◆ **Given passage**

读书笔记：Sed & Awk

1. Where awk departs from sed is in discarding the line-editor command set, it offers in its place a programming language modeled on the C language.

2. one common option of sed and awk is that "-f" , used as sed -f scriptfile inputfile. The way it works is that firstly copy the input file and run script against it, so no changes are made to the original one.

3. sed operation way: script reads input file line by line, and apply instructions if the line matches the pattern script specifies, then output the line and repeat this operation to the next line.

sed 's/WA/Washington/' inputfile /*print all lines, replace WA with Washington*/

sed 's/ WA/ , Washington/; s/ PA/ ,Pennsylvania/' inputfile /*if there are multiple instructions, separate them by semicolon. */

sed -n -e 's/WA/Washington/p' inputfile /*only output affected lines by print command, -n suppresses auto output*/

4. awk operation way: awk allows you to do more programable things on the matched lines.

awk -F, '/WA/ {print $1; print $2; print$3 }' inputfile /*print the first three fields delimited by , on the lines having world WA */

5. there's a difference in use of * between shell and regular expression. In shell, * means zero or more characters whereas * in regular expression just matches zero or more occurrence of preceding pattern, like ".*" will match the any type of pattern, like what * does in shell.

6. use [] to define a character class. e.g, grep '\.H[1234]' inputfile would match lines having ".H1", ".H2" etc.

7. use [0-1][0-9][-/][0-3][0-9][-/][0-9][0-9] to match string like "MM-DD-YY" or "MM/DD/YY".

8. as part of extended regular expression set (can be used by egrep), there are concepts of POSIX character classes, like [:alnum:] indicating printable characters. additionally, [[.ch.]] would only match the element ch because ch is treated as a unit in this case.

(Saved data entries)
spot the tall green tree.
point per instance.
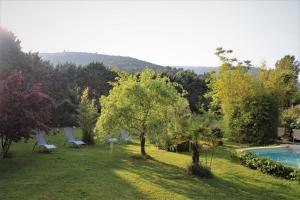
(87, 116)
(249, 108)
(141, 104)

◆ **Task instructions**
Duplicate, word for word, the part of the sed and awk notes that opens with the words containing "3. sed operation" and closes with "the matched lines.".

◆ **Task response**
3. sed operation way: script reads input file line by line, and apply instructions if the line matches the pattern script specifies, then output the line and repeat this operation to the next line.

sed 's/WA/Washington/' inputfile /*print all lines, replace WA with Washington*/

sed 's/ WA/ , Washington/; s/ PA/ ,Pennsylvania/' inputfile /*if there are multiple instructions, separate them by semicolon. */

sed -n -e 's/WA/Washington/p' inputfile /*only output affected lines by print command, -n suppresses auto output*/

4. awk operation way: awk allows you to do more programable things on the matched lines.